Records contained in a dataset
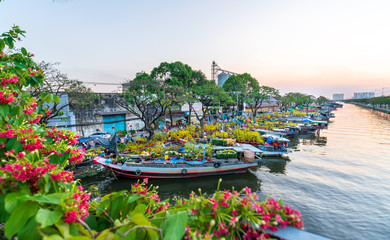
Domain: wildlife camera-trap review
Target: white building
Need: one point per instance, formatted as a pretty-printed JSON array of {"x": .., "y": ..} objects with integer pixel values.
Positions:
[
  {"x": 338, "y": 97},
  {"x": 363, "y": 95}
]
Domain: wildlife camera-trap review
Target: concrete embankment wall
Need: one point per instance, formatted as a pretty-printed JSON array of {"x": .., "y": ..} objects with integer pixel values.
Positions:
[{"x": 385, "y": 110}]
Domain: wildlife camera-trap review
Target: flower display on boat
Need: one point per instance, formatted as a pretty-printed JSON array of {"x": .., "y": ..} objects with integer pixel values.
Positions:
[{"x": 227, "y": 153}]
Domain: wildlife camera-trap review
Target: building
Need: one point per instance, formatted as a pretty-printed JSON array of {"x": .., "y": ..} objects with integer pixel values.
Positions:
[
  {"x": 222, "y": 77},
  {"x": 266, "y": 106},
  {"x": 67, "y": 119},
  {"x": 363, "y": 95},
  {"x": 338, "y": 97}
]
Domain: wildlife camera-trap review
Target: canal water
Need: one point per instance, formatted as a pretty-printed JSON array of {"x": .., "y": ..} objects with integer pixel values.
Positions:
[{"x": 340, "y": 181}]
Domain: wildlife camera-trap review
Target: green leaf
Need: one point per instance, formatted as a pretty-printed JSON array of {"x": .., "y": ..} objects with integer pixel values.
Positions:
[
  {"x": 12, "y": 200},
  {"x": 9, "y": 41},
  {"x": 19, "y": 218},
  {"x": 140, "y": 219},
  {"x": 133, "y": 198},
  {"x": 2, "y": 44},
  {"x": 52, "y": 237},
  {"x": 80, "y": 238},
  {"x": 63, "y": 228},
  {"x": 174, "y": 226},
  {"x": 47, "y": 217},
  {"x": 53, "y": 198},
  {"x": 4, "y": 110},
  {"x": 30, "y": 231},
  {"x": 139, "y": 209},
  {"x": 106, "y": 234},
  {"x": 24, "y": 51},
  {"x": 92, "y": 223}
]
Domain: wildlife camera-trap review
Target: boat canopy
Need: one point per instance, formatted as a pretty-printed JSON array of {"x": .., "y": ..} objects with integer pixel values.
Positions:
[
  {"x": 316, "y": 121},
  {"x": 239, "y": 147},
  {"x": 276, "y": 138}
]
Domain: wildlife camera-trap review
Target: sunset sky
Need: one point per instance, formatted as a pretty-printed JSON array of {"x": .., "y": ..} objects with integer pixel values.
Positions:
[{"x": 315, "y": 47}]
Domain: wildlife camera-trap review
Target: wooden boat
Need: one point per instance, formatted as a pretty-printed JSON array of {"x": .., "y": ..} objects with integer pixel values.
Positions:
[
  {"x": 270, "y": 151},
  {"x": 275, "y": 146},
  {"x": 182, "y": 168},
  {"x": 178, "y": 168}
]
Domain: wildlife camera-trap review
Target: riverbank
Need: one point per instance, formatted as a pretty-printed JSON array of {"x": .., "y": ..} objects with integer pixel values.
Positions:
[{"x": 385, "y": 110}]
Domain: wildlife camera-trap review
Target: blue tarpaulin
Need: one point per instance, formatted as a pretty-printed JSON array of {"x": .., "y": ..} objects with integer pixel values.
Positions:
[{"x": 175, "y": 160}]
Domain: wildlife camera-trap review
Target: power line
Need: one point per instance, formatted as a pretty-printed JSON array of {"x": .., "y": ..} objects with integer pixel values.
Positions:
[{"x": 102, "y": 83}]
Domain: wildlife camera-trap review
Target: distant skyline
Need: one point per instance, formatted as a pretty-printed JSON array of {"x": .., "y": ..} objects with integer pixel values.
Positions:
[{"x": 310, "y": 46}]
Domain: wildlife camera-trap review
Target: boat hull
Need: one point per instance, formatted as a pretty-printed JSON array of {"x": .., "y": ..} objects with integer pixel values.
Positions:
[{"x": 140, "y": 170}]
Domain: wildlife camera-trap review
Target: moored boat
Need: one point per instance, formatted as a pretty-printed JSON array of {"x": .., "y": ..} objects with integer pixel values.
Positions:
[{"x": 179, "y": 168}]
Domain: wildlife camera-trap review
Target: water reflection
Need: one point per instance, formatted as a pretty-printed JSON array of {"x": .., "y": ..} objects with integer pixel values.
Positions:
[
  {"x": 308, "y": 139},
  {"x": 107, "y": 183},
  {"x": 275, "y": 165}
]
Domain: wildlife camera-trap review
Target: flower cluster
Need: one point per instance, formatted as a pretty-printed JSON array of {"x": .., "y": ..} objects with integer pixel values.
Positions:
[
  {"x": 57, "y": 135},
  {"x": 7, "y": 95},
  {"x": 35, "y": 72},
  {"x": 31, "y": 107},
  {"x": 236, "y": 215},
  {"x": 13, "y": 79},
  {"x": 76, "y": 155},
  {"x": 32, "y": 173}
]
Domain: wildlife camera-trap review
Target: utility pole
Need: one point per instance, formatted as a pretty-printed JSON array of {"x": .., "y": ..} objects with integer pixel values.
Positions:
[{"x": 236, "y": 92}]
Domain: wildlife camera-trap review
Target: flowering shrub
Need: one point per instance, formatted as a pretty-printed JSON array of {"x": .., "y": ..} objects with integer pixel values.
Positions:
[
  {"x": 35, "y": 190},
  {"x": 39, "y": 199}
]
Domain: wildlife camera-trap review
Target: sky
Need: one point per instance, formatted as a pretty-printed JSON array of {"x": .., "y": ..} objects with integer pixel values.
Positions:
[{"x": 317, "y": 47}]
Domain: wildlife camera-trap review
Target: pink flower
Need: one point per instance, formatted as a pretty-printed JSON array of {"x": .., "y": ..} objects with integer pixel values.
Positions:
[
  {"x": 9, "y": 152},
  {"x": 71, "y": 217},
  {"x": 233, "y": 221},
  {"x": 194, "y": 211},
  {"x": 257, "y": 207}
]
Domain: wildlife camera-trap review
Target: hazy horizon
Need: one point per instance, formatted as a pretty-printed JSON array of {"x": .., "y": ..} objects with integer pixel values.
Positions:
[{"x": 314, "y": 47}]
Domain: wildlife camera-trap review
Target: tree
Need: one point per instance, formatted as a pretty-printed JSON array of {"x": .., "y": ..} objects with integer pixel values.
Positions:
[
  {"x": 259, "y": 96},
  {"x": 60, "y": 85},
  {"x": 177, "y": 78},
  {"x": 41, "y": 200},
  {"x": 147, "y": 98},
  {"x": 241, "y": 86},
  {"x": 322, "y": 99},
  {"x": 209, "y": 94}
]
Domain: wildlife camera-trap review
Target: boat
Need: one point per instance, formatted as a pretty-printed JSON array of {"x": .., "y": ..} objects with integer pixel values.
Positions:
[
  {"x": 274, "y": 146},
  {"x": 183, "y": 168},
  {"x": 270, "y": 151}
]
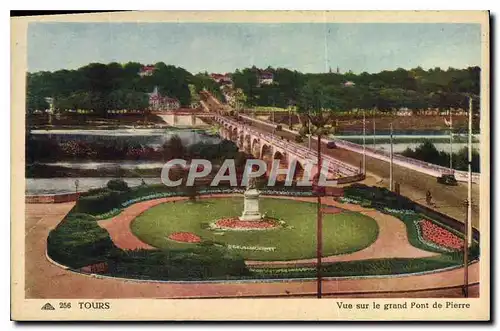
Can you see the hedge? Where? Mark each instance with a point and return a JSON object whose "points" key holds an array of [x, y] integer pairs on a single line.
{"points": [[79, 241]]}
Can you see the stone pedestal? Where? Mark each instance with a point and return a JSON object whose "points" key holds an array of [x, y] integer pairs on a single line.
{"points": [[251, 206]]}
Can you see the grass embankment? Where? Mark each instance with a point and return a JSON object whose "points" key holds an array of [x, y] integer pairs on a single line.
{"points": [[79, 241]]}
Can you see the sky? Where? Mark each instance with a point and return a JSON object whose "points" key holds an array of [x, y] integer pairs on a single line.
{"points": [[224, 47]]}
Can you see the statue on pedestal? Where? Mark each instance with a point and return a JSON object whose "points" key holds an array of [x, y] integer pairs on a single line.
{"points": [[251, 205]]}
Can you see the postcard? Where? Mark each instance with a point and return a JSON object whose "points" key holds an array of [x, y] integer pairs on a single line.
{"points": [[293, 165]]}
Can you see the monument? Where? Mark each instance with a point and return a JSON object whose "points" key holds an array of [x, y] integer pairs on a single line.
{"points": [[251, 204]]}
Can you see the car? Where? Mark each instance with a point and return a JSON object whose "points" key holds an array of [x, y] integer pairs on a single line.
{"points": [[448, 179], [331, 145]]}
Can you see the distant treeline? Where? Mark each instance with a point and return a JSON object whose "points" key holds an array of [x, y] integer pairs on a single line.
{"points": [[386, 90]]}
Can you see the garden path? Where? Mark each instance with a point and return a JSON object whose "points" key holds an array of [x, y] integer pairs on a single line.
{"points": [[392, 241]]}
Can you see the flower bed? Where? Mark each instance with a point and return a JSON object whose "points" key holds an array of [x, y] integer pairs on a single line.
{"points": [[185, 237], [438, 235], [234, 223]]}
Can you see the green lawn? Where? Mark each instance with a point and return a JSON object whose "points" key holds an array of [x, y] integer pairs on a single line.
{"points": [[343, 233]]}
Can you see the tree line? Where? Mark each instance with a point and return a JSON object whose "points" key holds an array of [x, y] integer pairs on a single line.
{"points": [[387, 90], [429, 153], [101, 87]]}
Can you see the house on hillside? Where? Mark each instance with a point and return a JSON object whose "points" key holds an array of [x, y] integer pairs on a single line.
{"points": [[146, 70], [157, 102], [265, 78]]}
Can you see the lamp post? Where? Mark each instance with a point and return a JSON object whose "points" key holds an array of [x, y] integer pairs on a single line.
{"points": [[466, 254], [319, 225], [390, 165], [364, 143], [469, 191], [451, 142]]}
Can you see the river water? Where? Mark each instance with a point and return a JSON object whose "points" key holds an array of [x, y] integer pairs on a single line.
{"points": [[149, 137]]}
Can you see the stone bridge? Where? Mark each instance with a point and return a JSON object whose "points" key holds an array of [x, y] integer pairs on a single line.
{"points": [[269, 147]]}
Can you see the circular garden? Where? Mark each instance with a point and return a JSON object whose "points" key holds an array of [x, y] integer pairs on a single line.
{"points": [[288, 231]]}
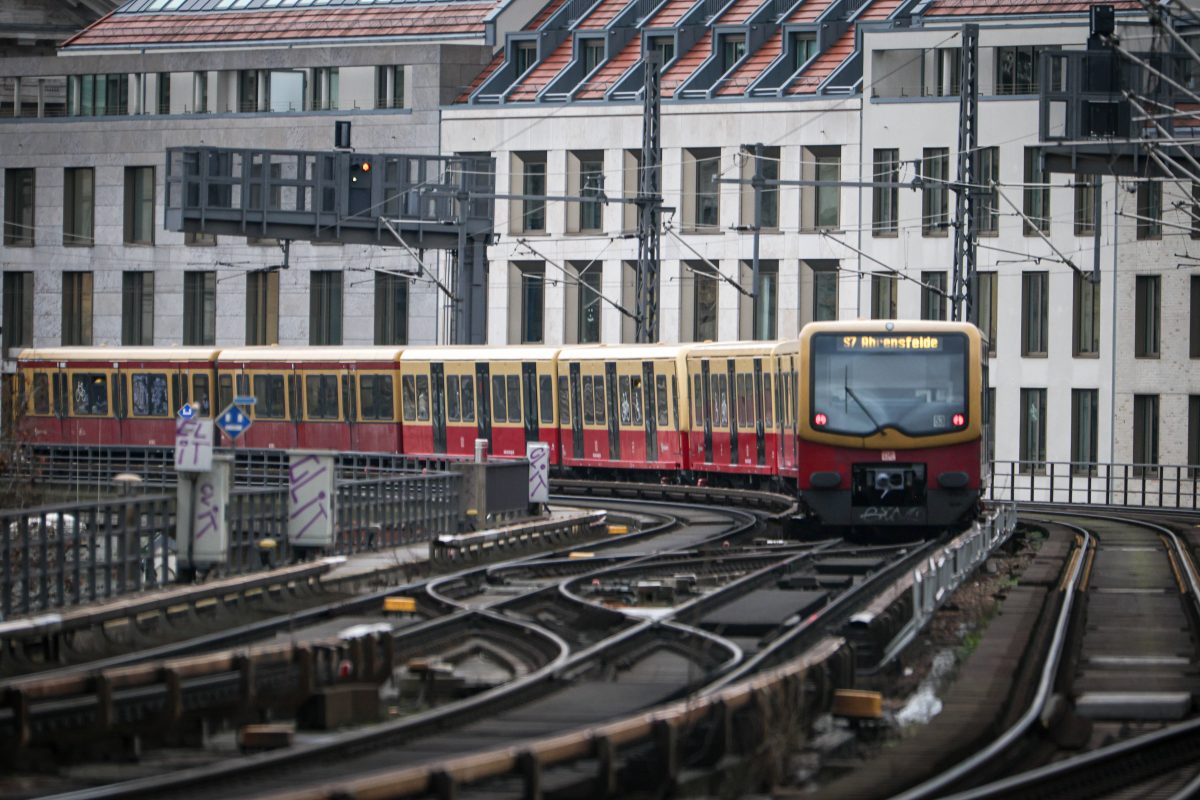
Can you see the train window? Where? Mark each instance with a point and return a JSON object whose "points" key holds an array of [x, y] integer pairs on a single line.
{"points": [[149, 394], [589, 415], [767, 401], [499, 408], [269, 394], [514, 400], [453, 398], [321, 397], [423, 397], [225, 390], [598, 388], [635, 391], [660, 396], [41, 394], [546, 391], [467, 389], [408, 391], [90, 394]]}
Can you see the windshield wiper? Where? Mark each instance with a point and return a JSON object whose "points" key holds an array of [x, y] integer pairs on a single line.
{"points": [[851, 392]]}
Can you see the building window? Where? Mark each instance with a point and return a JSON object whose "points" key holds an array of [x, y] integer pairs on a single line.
{"points": [[391, 308], [78, 205], [883, 296], [1037, 193], [1017, 68], [701, 192], [769, 193], [1035, 313], [766, 326], [586, 301], [390, 86], [1194, 319], [825, 290], [76, 308], [247, 90], [935, 196], [1086, 338], [820, 205], [593, 54], [137, 308], [1145, 432], [1146, 312], [1194, 435], [933, 295], [525, 54], [885, 214], [1085, 204], [585, 178], [139, 205], [97, 95], [18, 206], [325, 307], [201, 91], [199, 307], [1033, 429], [985, 307], [802, 47], [263, 307], [1150, 209], [988, 200], [18, 311], [1084, 413], [324, 88], [528, 215]]}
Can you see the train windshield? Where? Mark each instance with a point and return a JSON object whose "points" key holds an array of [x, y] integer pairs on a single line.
{"points": [[864, 383]]}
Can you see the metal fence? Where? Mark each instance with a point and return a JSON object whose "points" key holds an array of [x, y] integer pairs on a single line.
{"points": [[73, 553], [1151, 486]]}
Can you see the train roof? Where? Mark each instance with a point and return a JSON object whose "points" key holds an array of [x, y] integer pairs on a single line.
{"points": [[119, 354], [622, 352], [310, 354], [483, 353]]}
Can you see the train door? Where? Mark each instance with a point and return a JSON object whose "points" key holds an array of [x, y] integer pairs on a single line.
{"points": [[733, 414], [576, 413], [759, 411], [707, 408], [484, 403], [652, 425], [438, 391], [610, 371], [529, 395]]}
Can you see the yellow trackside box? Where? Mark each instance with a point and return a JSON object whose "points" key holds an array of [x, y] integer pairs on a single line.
{"points": [[399, 606]]}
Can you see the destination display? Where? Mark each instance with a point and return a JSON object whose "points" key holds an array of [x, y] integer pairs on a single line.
{"points": [[874, 343]]}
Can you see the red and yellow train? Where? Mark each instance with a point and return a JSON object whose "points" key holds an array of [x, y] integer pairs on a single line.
{"points": [[875, 422]]}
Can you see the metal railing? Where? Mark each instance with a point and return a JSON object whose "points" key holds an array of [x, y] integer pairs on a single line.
{"points": [[1151, 486]]}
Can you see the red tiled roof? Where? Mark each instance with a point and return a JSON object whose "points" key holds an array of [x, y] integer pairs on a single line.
{"points": [[604, 14], [616, 67], [291, 24], [809, 11], [753, 66], [543, 73], [982, 7], [825, 64], [687, 64], [670, 13]]}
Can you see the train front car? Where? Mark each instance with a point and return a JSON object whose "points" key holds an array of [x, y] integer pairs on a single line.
{"points": [[891, 422]]}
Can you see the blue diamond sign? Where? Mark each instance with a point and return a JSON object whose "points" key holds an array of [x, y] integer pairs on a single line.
{"points": [[234, 422]]}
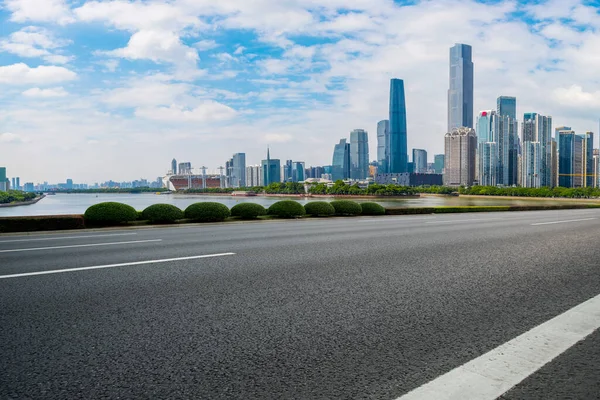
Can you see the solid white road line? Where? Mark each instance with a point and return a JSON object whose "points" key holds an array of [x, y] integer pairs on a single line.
{"points": [[563, 222], [60, 271], [79, 245], [65, 237], [489, 376]]}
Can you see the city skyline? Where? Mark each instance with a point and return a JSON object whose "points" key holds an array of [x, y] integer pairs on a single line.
{"points": [[67, 102]]}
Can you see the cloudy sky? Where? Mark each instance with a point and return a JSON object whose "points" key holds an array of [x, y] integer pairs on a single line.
{"points": [[98, 90]]}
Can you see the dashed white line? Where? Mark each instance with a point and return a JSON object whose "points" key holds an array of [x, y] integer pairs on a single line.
{"points": [[563, 222], [60, 271], [489, 376], [78, 245], [64, 237]]}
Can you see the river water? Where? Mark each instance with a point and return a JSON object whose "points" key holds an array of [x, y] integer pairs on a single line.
{"points": [[61, 204]]}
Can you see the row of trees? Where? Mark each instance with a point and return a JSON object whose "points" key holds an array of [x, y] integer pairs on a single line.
{"points": [[15, 196], [572, 193]]}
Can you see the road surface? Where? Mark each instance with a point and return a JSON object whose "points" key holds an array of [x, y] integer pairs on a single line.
{"points": [[371, 308]]}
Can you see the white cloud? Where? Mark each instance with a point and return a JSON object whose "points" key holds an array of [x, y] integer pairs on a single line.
{"points": [[22, 74], [8, 137], [208, 111], [39, 11], [45, 93]]}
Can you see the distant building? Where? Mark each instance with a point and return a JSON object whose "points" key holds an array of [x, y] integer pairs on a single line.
{"points": [[460, 93], [383, 146], [359, 154], [340, 165], [398, 161], [460, 150], [271, 170], [419, 161], [438, 163]]}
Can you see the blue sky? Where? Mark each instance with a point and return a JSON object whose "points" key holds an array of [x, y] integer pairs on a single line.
{"points": [[96, 90]]}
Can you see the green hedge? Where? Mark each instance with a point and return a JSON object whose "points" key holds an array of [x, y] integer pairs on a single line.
{"points": [[372, 209], [162, 213], [110, 213], [319, 209], [207, 212], [248, 210], [346, 207], [41, 223], [286, 209]]}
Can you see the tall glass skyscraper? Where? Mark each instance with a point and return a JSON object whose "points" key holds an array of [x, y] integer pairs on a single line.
{"points": [[460, 94], [383, 146], [398, 145], [359, 154], [506, 105], [340, 165]]}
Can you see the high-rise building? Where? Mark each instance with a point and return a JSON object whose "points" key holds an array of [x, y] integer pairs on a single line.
{"points": [[340, 165], [419, 161], [538, 128], [383, 146], [438, 163], [460, 94], [460, 150], [398, 135], [506, 105], [271, 170], [359, 154], [531, 164]]}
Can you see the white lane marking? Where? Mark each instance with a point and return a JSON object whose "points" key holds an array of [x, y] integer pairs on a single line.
{"points": [[455, 221], [65, 237], [60, 271], [563, 222], [494, 373], [79, 245]]}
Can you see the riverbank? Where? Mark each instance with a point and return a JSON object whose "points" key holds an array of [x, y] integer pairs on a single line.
{"points": [[23, 203]]}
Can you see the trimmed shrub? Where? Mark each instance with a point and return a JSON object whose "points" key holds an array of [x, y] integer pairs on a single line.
{"points": [[346, 207], [109, 213], [162, 213], [248, 210], [207, 212], [286, 209], [372, 209], [41, 223], [319, 209]]}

● TASK ITEM:
Scan the data above for the word "boat". Copy every line in which it is found.

● SOLUTION TO THE PROBLEM:
Target: flower display on boat
Target: boat canopy
Target: wooden boat
Target: boat hull
Target: moored boat
Target: boat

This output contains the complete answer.